## TASK PROMPT:
Transcribe the material below line for line, leaving out the pictures.

## RECORDED INFORMATION:
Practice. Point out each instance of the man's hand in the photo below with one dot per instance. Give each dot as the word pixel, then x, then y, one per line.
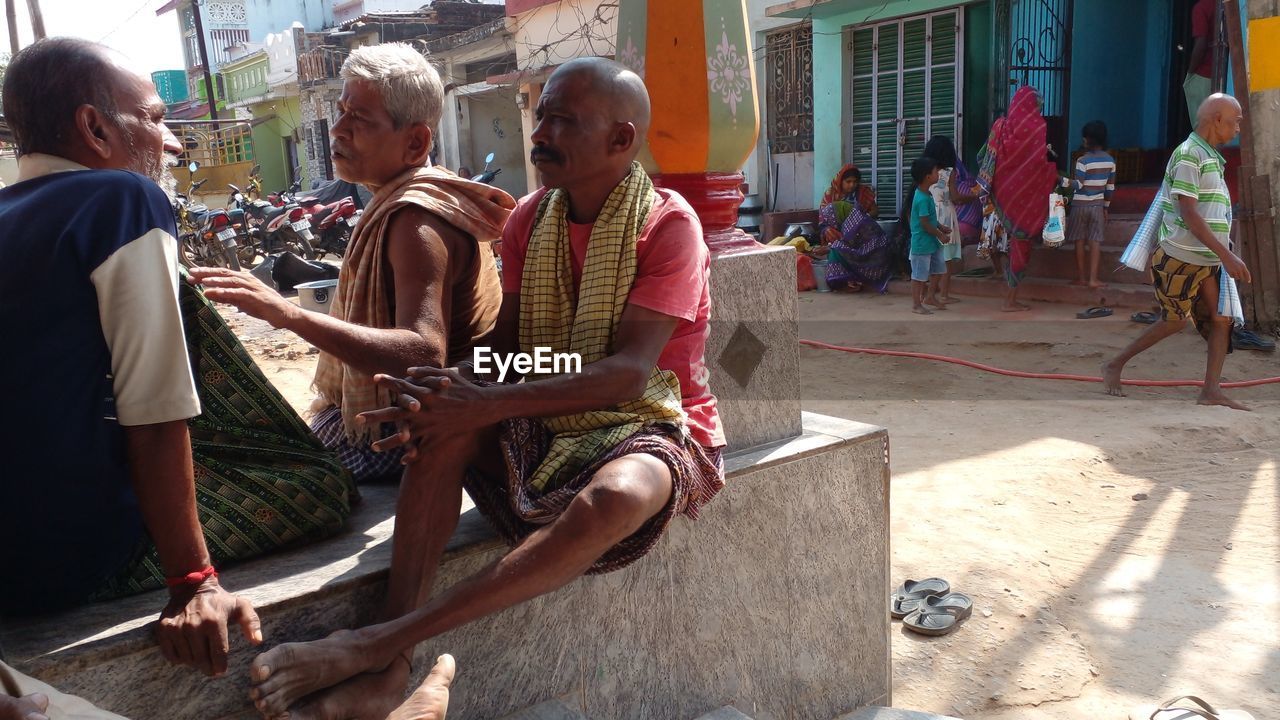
pixel 247 294
pixel 1237 268
pixel 192 628
pixel 428 405
pixel 27 707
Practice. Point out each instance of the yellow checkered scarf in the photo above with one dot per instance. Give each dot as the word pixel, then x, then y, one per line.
pixel 364 290
pixel 552 317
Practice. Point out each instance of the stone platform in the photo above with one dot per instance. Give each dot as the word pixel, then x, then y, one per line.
pixel 773 602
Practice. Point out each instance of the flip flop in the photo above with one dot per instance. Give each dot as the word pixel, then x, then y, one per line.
pixel 1185 711
pixel 909 596
pixel 1249 340
pixel 938 615
pixel 1093 313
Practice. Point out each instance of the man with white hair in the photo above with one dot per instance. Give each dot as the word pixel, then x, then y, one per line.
pixel 419 285
pixel 1194 250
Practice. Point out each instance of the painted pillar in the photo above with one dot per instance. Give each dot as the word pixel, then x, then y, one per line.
pixel 695 58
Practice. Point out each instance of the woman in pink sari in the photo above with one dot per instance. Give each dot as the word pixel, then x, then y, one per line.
pixel 1018 178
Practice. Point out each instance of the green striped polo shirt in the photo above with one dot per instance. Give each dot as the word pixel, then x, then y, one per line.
pixel 1196 171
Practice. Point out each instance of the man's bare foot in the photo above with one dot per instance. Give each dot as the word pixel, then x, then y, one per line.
pixel 432 698
pixel 291 671
pixel 1216 397
pixel 1111 378
pixel 369 696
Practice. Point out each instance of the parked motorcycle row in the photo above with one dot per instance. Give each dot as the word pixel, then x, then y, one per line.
pixel 252 228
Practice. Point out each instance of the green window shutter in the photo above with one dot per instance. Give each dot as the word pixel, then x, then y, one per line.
pixel 901 72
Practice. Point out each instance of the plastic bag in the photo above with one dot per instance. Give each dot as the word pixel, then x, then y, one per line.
pixel 1055 227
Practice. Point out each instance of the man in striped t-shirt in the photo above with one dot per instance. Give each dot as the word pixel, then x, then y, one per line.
pixel 1194 249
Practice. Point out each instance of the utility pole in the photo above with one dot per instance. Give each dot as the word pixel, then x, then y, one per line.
pixel 204 62
pixel 10 13
pixel 1258 92
pixel 37 18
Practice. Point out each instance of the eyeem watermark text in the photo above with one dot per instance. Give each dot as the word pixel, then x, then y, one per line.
pixel 540 361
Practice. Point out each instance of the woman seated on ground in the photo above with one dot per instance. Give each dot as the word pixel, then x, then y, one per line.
pixel 859 253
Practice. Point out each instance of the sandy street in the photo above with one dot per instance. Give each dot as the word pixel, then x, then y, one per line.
pixel 1118 550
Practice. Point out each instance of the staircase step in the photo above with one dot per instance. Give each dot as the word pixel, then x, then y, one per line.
pixel 876 712
pixel 549 710
pixel 653 662
pixel 727 712
pixel 1056 290
pixel 1133 197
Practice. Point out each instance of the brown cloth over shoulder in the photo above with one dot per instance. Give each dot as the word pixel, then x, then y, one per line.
pixel 365 286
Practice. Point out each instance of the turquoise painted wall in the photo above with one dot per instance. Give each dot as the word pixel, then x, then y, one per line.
pixel 828 77
pixel 979 57
pixel 1116 74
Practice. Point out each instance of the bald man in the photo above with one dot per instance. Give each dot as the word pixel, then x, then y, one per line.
pixel 1194 249
pixel 579 468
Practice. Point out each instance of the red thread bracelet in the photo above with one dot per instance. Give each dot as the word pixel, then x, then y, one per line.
pixel 192 578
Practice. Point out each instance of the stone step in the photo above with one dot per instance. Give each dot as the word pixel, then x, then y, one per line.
pixel 727 712
pixel 869 712
pixel 711 616
pixel 549 710
pixel 1055 290
pixel 876 712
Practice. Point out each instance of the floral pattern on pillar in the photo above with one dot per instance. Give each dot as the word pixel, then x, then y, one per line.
pixel 695 58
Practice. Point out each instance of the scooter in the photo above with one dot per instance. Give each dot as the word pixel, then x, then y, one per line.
pixel 485 174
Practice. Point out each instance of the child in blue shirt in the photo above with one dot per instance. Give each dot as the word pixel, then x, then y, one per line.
pixel 1095 183
pixel 927 240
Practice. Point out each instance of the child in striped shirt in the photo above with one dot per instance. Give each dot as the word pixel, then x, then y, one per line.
pixel 1095 182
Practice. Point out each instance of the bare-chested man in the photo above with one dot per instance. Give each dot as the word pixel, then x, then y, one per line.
pixel 580 472
pixel 419 283
pixel 1194 249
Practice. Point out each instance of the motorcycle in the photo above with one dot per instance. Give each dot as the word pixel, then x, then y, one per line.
pixel 205 237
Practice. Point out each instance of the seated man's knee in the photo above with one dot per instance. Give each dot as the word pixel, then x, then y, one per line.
pixel 627 491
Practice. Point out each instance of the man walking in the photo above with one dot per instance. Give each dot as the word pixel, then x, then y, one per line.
pixel 1194 249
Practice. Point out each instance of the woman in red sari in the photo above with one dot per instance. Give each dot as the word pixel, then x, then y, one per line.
pixel 1018 178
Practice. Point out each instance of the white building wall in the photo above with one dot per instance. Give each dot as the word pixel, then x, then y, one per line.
pixel 282 55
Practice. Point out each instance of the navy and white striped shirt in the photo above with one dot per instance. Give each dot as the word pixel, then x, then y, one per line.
pixel 1095 178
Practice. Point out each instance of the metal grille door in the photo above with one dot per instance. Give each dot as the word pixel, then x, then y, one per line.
pixel 1038 35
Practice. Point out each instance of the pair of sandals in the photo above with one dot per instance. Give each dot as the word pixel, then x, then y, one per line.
pixel 929 607
pixel 1187 707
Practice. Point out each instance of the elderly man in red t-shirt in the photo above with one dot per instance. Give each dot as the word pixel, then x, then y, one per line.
pixel 583 465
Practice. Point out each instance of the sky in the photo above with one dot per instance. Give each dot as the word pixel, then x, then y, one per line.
pixel 129 26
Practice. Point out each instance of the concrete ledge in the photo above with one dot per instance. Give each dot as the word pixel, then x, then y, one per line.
pixel 773 601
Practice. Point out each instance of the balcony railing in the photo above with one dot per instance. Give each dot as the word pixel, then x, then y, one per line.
pixel 247 81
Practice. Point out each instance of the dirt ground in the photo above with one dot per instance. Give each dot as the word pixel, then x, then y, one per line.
pixel 1118 550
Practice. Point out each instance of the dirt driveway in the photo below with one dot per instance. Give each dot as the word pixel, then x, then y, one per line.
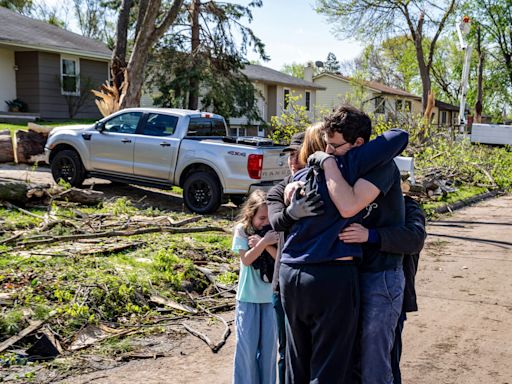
pixel 462 333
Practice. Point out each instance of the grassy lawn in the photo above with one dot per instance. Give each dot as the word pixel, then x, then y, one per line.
pixel 16 127
pixel 462 192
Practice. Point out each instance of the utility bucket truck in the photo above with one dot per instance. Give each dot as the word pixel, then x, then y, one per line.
pixel 480 133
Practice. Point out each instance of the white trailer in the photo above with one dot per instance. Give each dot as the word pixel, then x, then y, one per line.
pixel 491 134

## RESULT OF THE TASK:
Practice. Point out each instance of the man's hand in the photo below with one dot per instance. Give each dot as the word pixel, then x, then y, one per line.
pixel 247 294
pixel 1237 268
pixel 192 628
pixel 428 405
pixel 27 707
Practice. Point out each instance of the yellow checkered scarf in the photo above with one dot per instance. Give each dot as the word pixel, then x, then y, one per line.
pixel 364 290
pixel 552 317
Practice. Point out each instance of the stone platform in the photo above with one dot per instance. Give each dot as the word pixel, then x, then y, one per line.
pixel 773 602
Practice. Point out each instance of the flip flop in the photo above with one dot per instance. Give each dot as the word pixel, then x, then y, one per line.
pixel 1185 711
pixel 909 596
pixel 1249 340
pixel 938 615
pixel 1093 313
Practice. Point out each instance of the man with white hair in the photo above with one dot per instance. Give each dot as the word pixel, then x, then y, one per line.
pixel 419 285
pixel 1194 250
Practice. Point out each instance of the painted pillar in the photo above with one dot per instance. Give each dot as the word pixel, then x, then y, one per line.
pixel 695 58
Practice. Point out each instance of the woman in pink sari in the photo above with one dot per instance. Give each dot as the word pixel, then x, then y, one per line.
pixel 1018 178
Practice. Point out each instance of the green striped polo shirt in the photo above with one dot per instance. Give each dot as the word pixel, then x, then y, one per line.
pixel 1196 171
Practice. Point out each instance of the man's bare foot in the photo above with one dot per instance. Give each dot as the word pixel, then x, then y, one per line.
pixel 432 698
pixel 291 671
pixel 1216 397
pixel 1111 378
pixel 369 696
Practice. Point out each instance of the parked motorcycle row in the photo above with one dot per instance. Give each dot as the word pixel, then x, then y, one per line.
pixel 252 228
Practice. Point out each instance of the green window shutter in the photo above with one dot per instance. Give each dot as the word pixel, then x, then y, one per line.
pixel 901 72
Practice. Point out each instance of the plastic bag in the photo above with one dot per instance. Give each dot as the word pixel, then x, then y, one per line.
pixel 1055 227
Practice. Point out each instance of the man in striped t-shirt in the photo above with one dot per instance. Give each dot as the word pixel, then x, then y, one per line.
pixel 1194 249
Practice. Point out each instance of the utility pole in the photo above with one dot per instance. Give each dot as the word pixel, then x, then y, one per line.
pixel 204 62
pixel 10 13
pixel 1258 92
pixel 37 18
Practice. Point out each instance of the eyeem watermark text in the photo above with one dot per instance. Give each dot as the word pixel, then x, then y, one per line.
pixel 540 361
Practice. Point out each instance of the woman seated on ground in the photo above with one dot per instance. Give each dot as the word pixel, then x, then y, one per line.
pixel 859 253
Practice. Point out each instance of the sandy street in the photo above with one dot per instance. Give each dot as the word pixel, then x, then y, one per line.
pixel 1118 550
Practice. Point out each instance of the staircase step in the photo above with one dot per instance. Give each dot as the word pixel, then x, then y, one per line.
pixel 876 712
pixel 549 710
pixel 653 662
pixel 727 712
pixel 1056 290
pixel 1133 197
Practice. Point out each instance of the brown cloth over shoulder in the photo above with one dot per instance. Give each dot as the word pixel, then x, then y, one per line.
pixel 365 286
Practice. Point out each instance of the turquoise painted wall in the photo above with one dot per instance. Give each dot as the word pixel, then x, then y, one per line.
pixel 828 77
pixel 979 57
pixel 1116 74
Practice. Point out each instance of the bald man in the photo above with one dot per instance. Give each dot as the word pixel, then x, then y, one per line.
pixel 1194 249
pixel 579 468
Practice. Point out each instance of the red thread bracelet in the photo above with one dot per instance. Give each dot as the word pixel, then x, then y, one per line.
pixel 192 578
Practice. Point out each instance of the stone step in the photo above with one dot per instance. Give each dot as the word pixel, then x, then y, one per line.
pixel 727 712
pixel 869 712
pixel 711 616
pixel 549 710
pixel 1055 290
pixel 876 712
Practice. Point out each instance of the floral pattern on pillar in the photo above with one dot per instance. Give each dot as the word pixel, then x, then y, one per line.
pixel 695 58
Practice. Point out each instance of the scooter in the photo above with one dot per instance. Give each dot as the word pixel, then x, then y, one per line.
pixel 485 174
Practice. Point out each instance of the child in blue shirt in the photo above with one dot per instance. Give each dot as the word pixel, then x, then y, one per line.
pixel 1095 183
pixel 927 240
Practice. Point out each instance of the child in striped shirt in the photo above with one dot per instance. Give each dot as the word pixel, then x, then y, one per line.
pixel 1095 182
Practice. Point out each instance of the bare-chested man in the photo above with one dot per instance. Give each dot as the word pixel, then x, then y, one per line.
pixel 580 472
pixel 419 283
pixel 1194 249
Practice. Point out each instance of the motorcycle in the photo above with one dot per instance. Give each dot as the word pixel, then x, then y, one per line.
pixel 205 237
Practice. Point out each instance of the seated man's knee in the photo above with one dot per instance. Give each dot as the word pixel, then x, then y, one per line.
pixel 627 491
Practice. Point out each instance of the man walking in the photo above with one dot per instance. Give each dot as the word pixel, then x, then y, one per line.
pixel 1194 249
Practice. Point out each instance of the woman in red sari in the photo above with one dot per instance. Give each dot as the word pixel, then x, then y, one per line.
pixel 1018 178
Practice. Point out each instance of the white building wall in the photo above with one dot per instance. Give each dot as the word pixel, then x, then y, one per line.
pixel 282 55
Practice. Point out each instance of the navy and white striped shirt in the photo above with one dot per instance. Give each dot as the word pixel, then x, then y, one per line.
pixel 1095 178
Practice. Point out each instance of the metal grille door in the photo above with one dot per instance. Give each dot as the word pixel, then x, then y, one per line.
pixel 1038 35
Practice. Point out each instance of the pair of sandals in the photo above with one dot per instance. Give each dot as the word pixel, then x, then y, one per line.
pixel 929 607
pixel 1187 707
Practice. Point out each instance of the elderly man in red t-shirt in the photo above with one dot per instance. Give each dot as the word pixel, then x, then y, one per line.
pixel 583 465
Practice. Point out each instance of the sky in the photo above with one dot per instance. Give each dot as the word pixel, then x, then y, one per line.
pixel 129 26
Practice. Point out each instance of the concrete ledge in the photo above with one dot per instance. Give each dot as the word pixel, then x, then y, one per line.
pixel 773 601
Practice. Point out each instance of the balcony railing in the photo above with one dot per instance. Give each dot as the word pixel, then x, then y, one per line.
pixel 247 81
Practice. Point out each instance of the dirt ground in the photo above with one dot per instance. Give each dot as the word pixel, then x, then y, one per line.
pixel 1118 550
Practice. Point out each instance of the dirt driveway in the photo below with one dot per instance. Give each dot as the word pixel, then x, then y, one per line.
pixel 462 333
Practice. Point out each instance of the grassy lawn in the photo above with one dot per instance. Give each dot as the word pixel, then x, then y, one per line.
pixel 16 127
pixel 462 192
Practice. Point out each instance of the utility bucket truck in the photo above with one dot per instance. Give each dot as the word pixel, then x, then y, one per line.
pixel 480 133
Practice. Point out each instance of the white trailer in the photo above with one dot per instance. Give each dot as the word pixel, then x, then y, one per line.
pixel 491 134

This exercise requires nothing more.